Alıştırma 1: Ahmet Mithat Efendi haberindeki şu cümleyi İngilizceye çevirin: "Türkiye Yazarlar Birliği (TYB) İzmir Şubesi’nin her cumartesi düzenlediği Kültür Sohbetlerinin bu haftaki konuğu Ege Üniversitesi Edebiyat Fakültesi duayenlerinden Prof.Dr. Fazıl Gökçek."
Alıştırma 2: Ahmet Mithat Efendi haberini kaldığı yerden sürdürün.

Kaynak:
══════
Ahmet Mithat Efendi TYB’de konuşuldu

TYB İzmir Şubesi’nin bu haftaki konuğu Prof.Dr. Fazıl Gökçek. ‘Bir Seyyah Olarak Ahmet Mithat Efendi’ konulu sunumu gerçekleştiren Gökçek, edebiyat dünyasına kazandırdığı değerli eserleri ve öğrencileriyle tanınıyor

  • Oluşturulma Tarihi : 16.12.2019 13:37
  • Güncelleme Tarihi : 16.12.2019 13:37
  • Kaynak : HABER MERKEZİ
Ahmet Mithat Efendi TYB’de konuşuldu haberinin görseli

SULTAN GÜMÜŞ
Türkiye Yazarlar Birliği (TYB) İzmir Şubesi’nin her cumartesi düzenlediği Kültür Sohbetlerinin bu haftaki konuğu Ege Üniversitesi Edebiyat Fakültesi duayenlerinden Prof.Dr. Fazıl Gökçek.
══════
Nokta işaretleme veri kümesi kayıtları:
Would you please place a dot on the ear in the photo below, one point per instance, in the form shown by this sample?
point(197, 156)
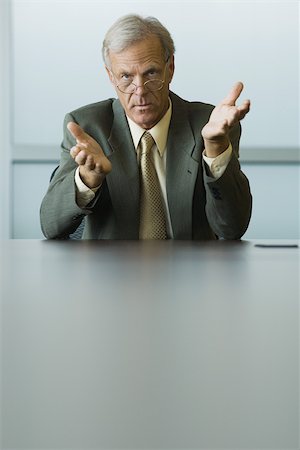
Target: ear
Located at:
point(171, 68)
point(110, 75)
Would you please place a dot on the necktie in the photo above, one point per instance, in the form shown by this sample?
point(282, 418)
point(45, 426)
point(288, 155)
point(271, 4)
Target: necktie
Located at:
point(152, 214)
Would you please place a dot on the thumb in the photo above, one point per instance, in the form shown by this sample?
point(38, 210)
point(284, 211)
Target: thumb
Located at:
point(77, 132)
point(234, 94)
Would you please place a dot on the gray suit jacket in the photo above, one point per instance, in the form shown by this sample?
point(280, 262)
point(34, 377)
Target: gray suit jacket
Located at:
point(201, 207)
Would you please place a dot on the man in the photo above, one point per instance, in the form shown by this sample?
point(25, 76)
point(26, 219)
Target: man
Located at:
point(180, 180)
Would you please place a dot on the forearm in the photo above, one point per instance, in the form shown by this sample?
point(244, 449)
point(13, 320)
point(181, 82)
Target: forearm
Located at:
point(229, 202)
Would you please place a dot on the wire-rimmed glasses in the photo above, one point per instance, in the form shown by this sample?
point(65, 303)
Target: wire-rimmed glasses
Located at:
point(128, 87)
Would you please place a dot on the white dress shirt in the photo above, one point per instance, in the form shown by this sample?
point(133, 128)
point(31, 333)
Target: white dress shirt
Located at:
point(159, 133)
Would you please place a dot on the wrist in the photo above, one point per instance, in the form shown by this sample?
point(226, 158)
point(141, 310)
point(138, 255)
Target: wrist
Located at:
point(214, 148)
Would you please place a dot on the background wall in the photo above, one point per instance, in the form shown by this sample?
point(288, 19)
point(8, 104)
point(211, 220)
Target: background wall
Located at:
point(55, 66)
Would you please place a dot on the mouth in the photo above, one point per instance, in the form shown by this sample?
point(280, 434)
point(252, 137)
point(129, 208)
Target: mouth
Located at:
point(145, 106)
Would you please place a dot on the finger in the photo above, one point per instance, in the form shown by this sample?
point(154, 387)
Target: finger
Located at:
point(74, 151)
point(81, 158)
point(234, 94)
point(77, 132)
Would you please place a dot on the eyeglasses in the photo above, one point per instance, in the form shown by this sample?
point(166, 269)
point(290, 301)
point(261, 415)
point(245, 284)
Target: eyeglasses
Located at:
point(128, 87)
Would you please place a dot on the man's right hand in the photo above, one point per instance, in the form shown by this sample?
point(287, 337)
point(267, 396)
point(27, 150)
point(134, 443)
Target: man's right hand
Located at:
point(87, 153)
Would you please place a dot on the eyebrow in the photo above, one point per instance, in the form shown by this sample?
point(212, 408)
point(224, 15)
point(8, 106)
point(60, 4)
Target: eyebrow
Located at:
point(123, 71)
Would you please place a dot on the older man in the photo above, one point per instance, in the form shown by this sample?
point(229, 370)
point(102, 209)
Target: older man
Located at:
point(149, 165)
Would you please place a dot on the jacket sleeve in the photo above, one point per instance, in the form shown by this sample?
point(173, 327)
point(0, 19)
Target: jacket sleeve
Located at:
point(228, 199)
point(59, 213)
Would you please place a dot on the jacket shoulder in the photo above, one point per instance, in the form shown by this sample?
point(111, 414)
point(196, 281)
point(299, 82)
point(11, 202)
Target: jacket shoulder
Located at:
point(94, 118)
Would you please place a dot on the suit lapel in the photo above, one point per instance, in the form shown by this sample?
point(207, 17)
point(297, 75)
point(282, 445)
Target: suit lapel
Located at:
point(182, 170)
point(123, 181)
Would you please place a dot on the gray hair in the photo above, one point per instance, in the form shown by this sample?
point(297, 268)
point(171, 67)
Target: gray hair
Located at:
point(133, 28)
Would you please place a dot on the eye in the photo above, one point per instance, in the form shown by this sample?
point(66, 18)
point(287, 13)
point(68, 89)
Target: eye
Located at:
point(152, 73)
point(126, 77)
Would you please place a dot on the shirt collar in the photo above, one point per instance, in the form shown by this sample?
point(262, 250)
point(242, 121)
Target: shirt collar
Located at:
point(159, 132)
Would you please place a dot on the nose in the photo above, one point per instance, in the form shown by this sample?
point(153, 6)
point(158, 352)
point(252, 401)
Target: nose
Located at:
point(140, 89)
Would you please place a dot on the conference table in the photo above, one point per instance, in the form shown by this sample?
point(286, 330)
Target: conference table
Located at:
point(150, 345)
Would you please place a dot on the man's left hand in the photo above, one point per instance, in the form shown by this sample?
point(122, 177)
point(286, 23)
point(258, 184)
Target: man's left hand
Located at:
point(223, 117)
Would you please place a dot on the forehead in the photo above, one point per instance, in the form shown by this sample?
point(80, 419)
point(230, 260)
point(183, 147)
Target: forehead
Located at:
point(146, 51)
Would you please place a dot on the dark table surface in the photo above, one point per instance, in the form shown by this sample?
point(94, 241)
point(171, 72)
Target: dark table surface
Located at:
point(149, 345)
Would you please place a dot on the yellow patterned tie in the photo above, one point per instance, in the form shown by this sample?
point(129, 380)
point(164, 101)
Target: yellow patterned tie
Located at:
point(152, 214)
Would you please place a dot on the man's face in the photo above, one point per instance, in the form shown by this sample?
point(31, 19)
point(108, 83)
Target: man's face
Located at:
point(140, 62)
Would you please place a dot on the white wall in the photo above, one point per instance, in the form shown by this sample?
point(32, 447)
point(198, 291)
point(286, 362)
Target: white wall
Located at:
point(56, 66)
point(4, 121)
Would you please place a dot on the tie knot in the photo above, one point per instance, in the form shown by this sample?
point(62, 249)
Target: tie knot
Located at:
point(147, 142)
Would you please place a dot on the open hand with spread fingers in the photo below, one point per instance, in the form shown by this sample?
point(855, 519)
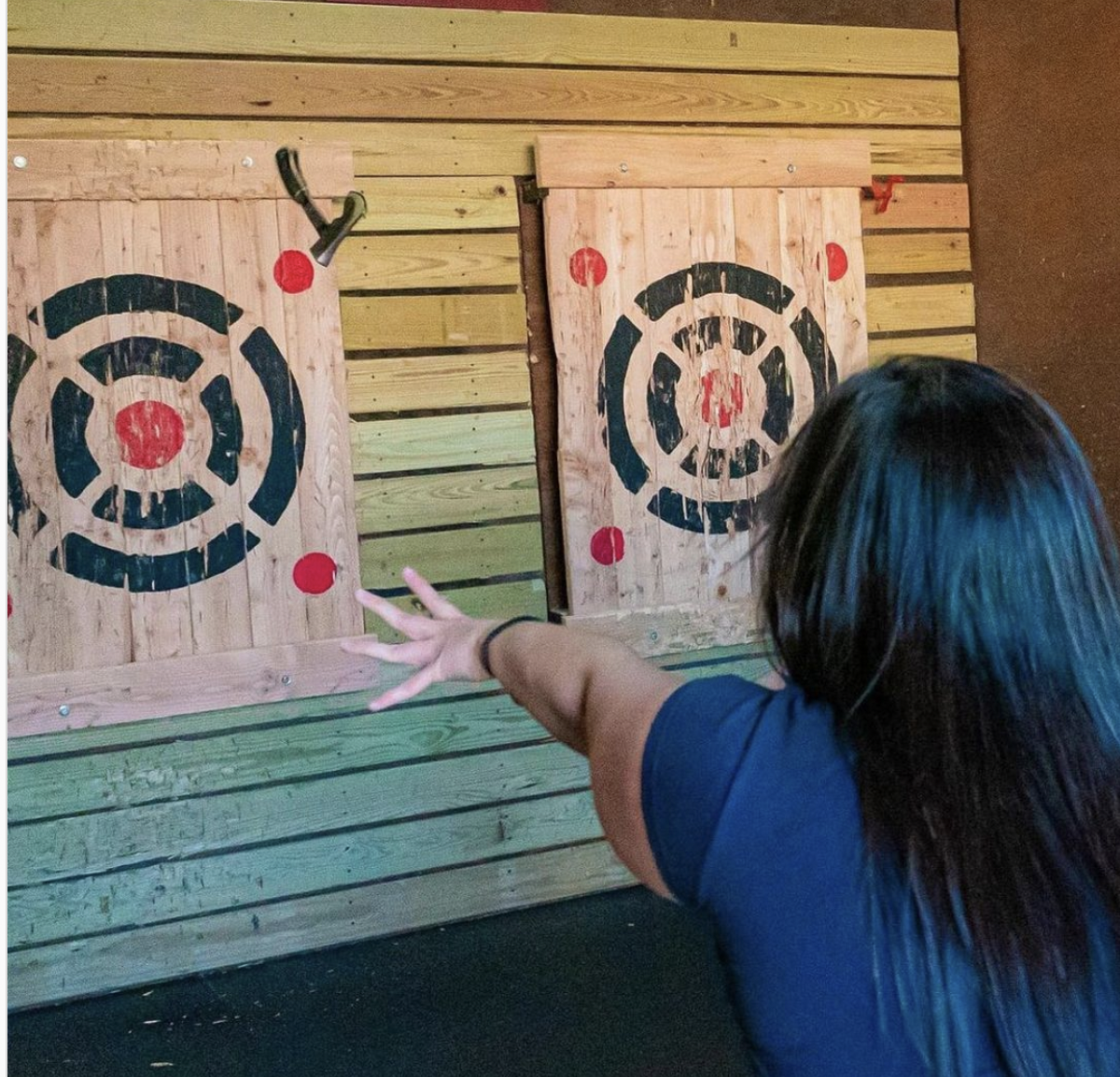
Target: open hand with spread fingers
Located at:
point(443, 646)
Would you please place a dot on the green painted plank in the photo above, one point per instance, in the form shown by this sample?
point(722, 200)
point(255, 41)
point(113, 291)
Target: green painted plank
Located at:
point(157, 773)
point(239, 721)
point(109, 841)
point(173, 889)
point(470, 553)
point(94, 965)
point(442, 441)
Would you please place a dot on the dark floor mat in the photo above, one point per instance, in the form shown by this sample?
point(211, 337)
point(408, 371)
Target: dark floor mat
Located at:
point(614, 986)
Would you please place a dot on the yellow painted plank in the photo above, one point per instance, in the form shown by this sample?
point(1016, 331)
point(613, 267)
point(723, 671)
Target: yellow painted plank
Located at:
point(169, 86)
point(168, 951)
point(396, 323)
point(413, 382)
point(417, 502)
point(473, 553)
point(477, 149)
point(914, 307)
point(438, 203)
point(919, 206)
point(225, 28)
point(429, 261)
point(951, 346)
point(442, 441)
point(917, 253)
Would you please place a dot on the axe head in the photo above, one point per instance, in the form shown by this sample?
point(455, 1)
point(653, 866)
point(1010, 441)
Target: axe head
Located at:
point(331, 234)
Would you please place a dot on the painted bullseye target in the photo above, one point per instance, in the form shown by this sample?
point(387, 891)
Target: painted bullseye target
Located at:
point(720, 363)
point(146, 435)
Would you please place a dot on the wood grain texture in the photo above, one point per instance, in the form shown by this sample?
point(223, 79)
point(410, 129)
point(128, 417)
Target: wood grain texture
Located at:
point(225, 28)
point(606, 159)
point(133, 169)
point(906, 308)
point(442, 441)
point(419, 502)
point(919, 206)
point(74, 969)
point(917, 253)
point(393, 323)
point(951, 346)
point(480, 149)
point(129, 693)
point(111, 841)
point(154, 893)
point(160, 85)
point(471, 553)
point(390, 262)
point(437, 203)
point(421, 382)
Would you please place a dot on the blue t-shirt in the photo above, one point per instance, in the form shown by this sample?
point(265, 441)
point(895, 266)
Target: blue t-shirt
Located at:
point(753, 815)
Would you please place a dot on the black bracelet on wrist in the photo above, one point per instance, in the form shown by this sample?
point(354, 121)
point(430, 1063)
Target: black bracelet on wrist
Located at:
point(494, 633)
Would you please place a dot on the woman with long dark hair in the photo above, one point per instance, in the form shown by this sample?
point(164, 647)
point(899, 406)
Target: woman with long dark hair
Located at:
point(910, 843)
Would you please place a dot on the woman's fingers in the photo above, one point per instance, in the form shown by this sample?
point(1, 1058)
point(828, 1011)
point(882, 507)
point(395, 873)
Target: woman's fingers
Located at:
point(406, 690)
point(414, 652)
point(440, 606)
point(410, 624)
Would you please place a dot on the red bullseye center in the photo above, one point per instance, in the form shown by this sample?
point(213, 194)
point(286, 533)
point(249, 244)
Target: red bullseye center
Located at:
point(722, 398)
point(150, 433)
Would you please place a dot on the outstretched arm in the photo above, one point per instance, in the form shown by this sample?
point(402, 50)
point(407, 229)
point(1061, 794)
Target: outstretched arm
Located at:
point(594, 694)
══════
Doğru Cevap 1: This week's guest at the Culture Talks held every Saturday by the İzmir Branch of the Turkish Writers' Union (TYB) is Prof. Dr. Fazıl Gökçek, one of the doyens of the Ege University Faculty of Literature.

Doğru Cevap 2:
‘Bir Seyyah olarak Ahmet Mithat Efendi’ konulu sunumunu katılımcılara aktaran Gökçek, Türk edebiyatında ‘romancı’ kimliğiyle bilinen Ahmet Mithat Efendi’nin seyyah yönünü ele aldı, eserlerini konuştu.
Kürsüye çıkarak Prof.Dr. Fazıl Gökçek’in yaşamı hakkında kısa kesitler sunan TYB İzmir Şubesi Başkanı A. Levent Ertekin, şunları söyledi: “Fazıl Gökçek 1966 / Kayseri doğumlu, Türk yazar ve akademisyendir. Yeni Türk Edebiyatı Anabilim Dalı Profesörüdür. 1988 yılında Ege Üniversitesi Edebiyat Fakültesi Türk Dili ve Edebiyatı Bölümü’nü bitirdi. 1990 yılında aynı bölümde yüksek lisansını, 1996 yılında ise doktorasını yaptı. 2003 yılında doçent, 2009 yılında profesör oldu.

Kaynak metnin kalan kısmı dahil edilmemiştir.